• [The exercise] Could you turn the material below into a numbered list, leaving out the blank lines?

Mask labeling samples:
_ _ _ _ _ _ _

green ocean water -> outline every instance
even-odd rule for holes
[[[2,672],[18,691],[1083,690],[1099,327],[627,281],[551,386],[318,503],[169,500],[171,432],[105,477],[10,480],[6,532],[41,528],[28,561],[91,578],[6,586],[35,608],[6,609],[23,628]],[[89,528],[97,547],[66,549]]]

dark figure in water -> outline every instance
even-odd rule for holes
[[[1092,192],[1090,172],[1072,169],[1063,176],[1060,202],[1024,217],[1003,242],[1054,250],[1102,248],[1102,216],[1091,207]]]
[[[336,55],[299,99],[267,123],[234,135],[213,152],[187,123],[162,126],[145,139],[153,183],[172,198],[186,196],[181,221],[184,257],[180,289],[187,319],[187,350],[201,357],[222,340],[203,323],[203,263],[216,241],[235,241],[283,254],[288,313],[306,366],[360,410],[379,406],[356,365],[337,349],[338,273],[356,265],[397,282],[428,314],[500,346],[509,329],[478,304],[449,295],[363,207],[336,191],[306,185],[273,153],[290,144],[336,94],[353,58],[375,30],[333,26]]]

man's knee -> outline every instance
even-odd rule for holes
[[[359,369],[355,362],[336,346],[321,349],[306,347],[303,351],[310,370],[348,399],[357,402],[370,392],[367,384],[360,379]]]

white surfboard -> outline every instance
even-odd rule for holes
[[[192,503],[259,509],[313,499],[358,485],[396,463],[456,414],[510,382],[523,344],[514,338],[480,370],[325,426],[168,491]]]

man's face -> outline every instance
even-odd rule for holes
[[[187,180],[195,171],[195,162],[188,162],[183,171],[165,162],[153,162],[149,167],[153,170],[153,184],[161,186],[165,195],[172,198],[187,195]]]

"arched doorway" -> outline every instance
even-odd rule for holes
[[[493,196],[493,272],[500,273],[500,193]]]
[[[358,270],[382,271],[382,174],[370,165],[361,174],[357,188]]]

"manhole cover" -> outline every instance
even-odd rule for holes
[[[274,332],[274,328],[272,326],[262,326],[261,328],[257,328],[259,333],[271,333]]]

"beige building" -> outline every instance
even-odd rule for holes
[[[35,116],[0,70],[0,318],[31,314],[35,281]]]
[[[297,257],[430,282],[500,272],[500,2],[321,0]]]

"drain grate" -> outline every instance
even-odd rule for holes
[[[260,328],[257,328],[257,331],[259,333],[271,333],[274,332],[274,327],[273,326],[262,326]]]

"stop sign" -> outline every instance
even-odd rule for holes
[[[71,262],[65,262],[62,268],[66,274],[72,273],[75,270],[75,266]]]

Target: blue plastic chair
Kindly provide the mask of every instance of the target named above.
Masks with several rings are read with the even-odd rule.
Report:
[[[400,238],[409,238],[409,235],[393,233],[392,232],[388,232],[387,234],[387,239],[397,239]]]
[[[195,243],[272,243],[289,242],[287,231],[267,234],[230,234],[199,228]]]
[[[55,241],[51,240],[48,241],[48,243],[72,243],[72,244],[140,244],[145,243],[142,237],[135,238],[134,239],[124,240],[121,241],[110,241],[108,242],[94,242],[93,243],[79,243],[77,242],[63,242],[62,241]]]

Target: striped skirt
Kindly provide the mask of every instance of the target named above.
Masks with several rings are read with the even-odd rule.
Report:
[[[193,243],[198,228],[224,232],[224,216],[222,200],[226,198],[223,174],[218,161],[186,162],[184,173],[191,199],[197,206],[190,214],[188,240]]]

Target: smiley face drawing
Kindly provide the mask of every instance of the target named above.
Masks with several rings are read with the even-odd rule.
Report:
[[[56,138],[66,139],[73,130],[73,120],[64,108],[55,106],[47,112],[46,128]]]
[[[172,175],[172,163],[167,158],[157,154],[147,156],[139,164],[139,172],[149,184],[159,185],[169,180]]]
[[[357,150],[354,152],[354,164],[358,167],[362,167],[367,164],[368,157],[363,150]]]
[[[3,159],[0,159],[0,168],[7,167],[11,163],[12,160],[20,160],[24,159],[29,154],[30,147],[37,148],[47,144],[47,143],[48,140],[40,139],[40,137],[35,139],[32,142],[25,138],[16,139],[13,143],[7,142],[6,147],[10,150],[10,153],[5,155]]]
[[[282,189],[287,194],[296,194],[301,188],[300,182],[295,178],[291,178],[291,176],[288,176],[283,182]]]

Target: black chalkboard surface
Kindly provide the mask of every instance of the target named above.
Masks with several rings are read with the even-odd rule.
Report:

_ _ _ _ _ _ _

• [Expected output]
1. green ocean water -> outline every instance
2. even-odd rule for holes
3. [[[2,672],[18,691],[1083,690],[1099,327],[627,281],[551,386],[318,503],[169,500],[171,432],[105,477],[10,480],[6,532],[41,528],[28,561],[91,578],[6,586],[35,608],[6,609],[23,628]],[[89,528],[97,547],[66,549]]]
4. dark figure in water -> outline every instance
5. even-odd rule for holes
6. [[[1092,192],[1090,172],[1072,169],[1063,176],[1060,202],[1024,217],[1003,242],[1054,250],[1102,248],[1102,216],[1091,207]]]
7. [[[336,55],[299,99],[267,123],[234,135],[213,152],[187,123],[162,126],[145,139],[153,183],[172,198],[186,196],[181,221],[184,257],[180,289],[187,319],[187,350],[201,357],[222,340],[203,323],[203,263],[216,241],[235,241],[283,254],[288,313],[306,366],[360,410],[379,406],[356,365],[337,349],[338,273],[356,265],[397,282],[428,314],[500,346],[509,329],[478,304],[449,295],[363,207],[336,191],[306,185],[273,153],[290,144],[336,94],[353,58],[375,30],[333,26]]]
8. man's knee -> outline every instance
9. even-odd rule for holes
10. [[[359,369],[355,362],[336,346],[321,349],[306,347],[303,351],[310,370],[348,399],[357,402],[370,392],[367,384],[360,379]]]
11. white surfboard -> outline every instance
12. even-odd rule for holes
13. [[[192,503],[259,509],[313,499],[358,485],[396,463],[456,414],[510,382],[523,344],[514,338],[480,370],[325,426],[168,491]]]
14. man's face -> outline every instance
15. even-odd rule for holes
16. [[[187,180],[195,171],[195,162],[188,162],[183,171],[165,162],[153,162],[149,167],[153,170],[153,184],[161,186],[165,195],[172,198],[187,195]]]
17. "arched doorway" -> outline every instance
18. even-odd rule for holes
19. [[[493,196],[493,272],[500,273],[500,193]]]
20. [[[358,270],[382,271],[382,174],[370,165],[361,174],[357,188]]]
21. "manhole cover" -> outline every instance
22. even-odd rule for holes
23. [[[274,332],[274,328],[272,326],[262,326],[261,328],[257,328],[259,333],[271,333]]]
24. "beige building" -> outline every instance
25. even-odd rule for holes
26. [[[35,116],[0,70],[0,318],[31,314],[35,281]]]
27. [[[297,257],[430,282],[500,272],[500,2],[321,0]]]
28. "drain grate" -> outline every instance
29. even-odd rule for holes
30. [[[260,328],[257,328],[257,331],[259,333],[271,333],[274,332],[274,327],[273,326],[262,326]]]
31. "stop sign" -> outline every instance
32. even-odd rule for holes
33. [[[71,262],[65,262],[62,268],[66,274],[72,273],[75,270],[75,266]]]
34. Target: blue plastic chair
35. Kindly provide the mask of every instance of the target named above.
36. Masks with several rings are read with the even-odd rule.
37. Report:
38. [[[400,238],[409,238],[409,235],[393,233],[392,232],[388,232],[387,234],[387,239],[397,239]]]
39. [[[195,243],[272,243],[289,242],[287,231],[267,234],[230,234],[199,228]]]
40. [[[55,241],[51,240],[48,241],[48,243],[72,243],[72,244],[140,244],[145,243],[142,237],[135,238],[134,239],[124,240],[121,241],[110,241],[108,242],[94,242],[93,243],[79,243],[77,242],[63,242],[62,241]]]
41. Target: striped skirt
42. Kindly provide the mask of every instance of the target named above.
43. Masks with several rings are read with the even-odd rule.
44. Report:
45. [[[193,243],[198,228],[224,232],[224,216],[222,200],[226,198],[223,174],[218,161],[186,162],[184,173],[191,199],[197,206],[190,214],[188,240]]]
46. Target: smiley face drawing
47. Kindly provide the mask of every instance of the target named above.
48. Masks with several rings are read with the even-odd rule.
49. Report:
50. [[[56,138],[66,139],[73,130],[73,120],[64,108],[55,106],[47,112],[46,128]]]
51. [[[172,175],[172,163],[167,158],[157,154],[147,156],[139,164],[139,172],[149,184],[159,185],[169,180]]]
52. [[[357,150],[354,152],[354,164],[358,167],[362,167],[367,164],[368,157],[363,150]]]
53. [[[3,159],[0,159],[0,168],[7,167],[11,163],[12,160],[20,160],[24,159],[29,154],[30,147],[37,148],[47,144],[47,143],[48,140],[40,139],[40,137],[35,139],[32,142],[25,138],[16,139],[13,143],[7,142],[6,147],[10,150],[10,153],[5,155]]]
54. [[[282,189],[287,194],[296,194],[301,188],[300,182],[295,178],[291,178],[291,176],[288,176],[283,182]]]
55. Target: black chalkboard surface
56. Kindly provide the mask of every instance of the target named above.
57. Masks with several rings are read with the even-odd rule.
58. Report:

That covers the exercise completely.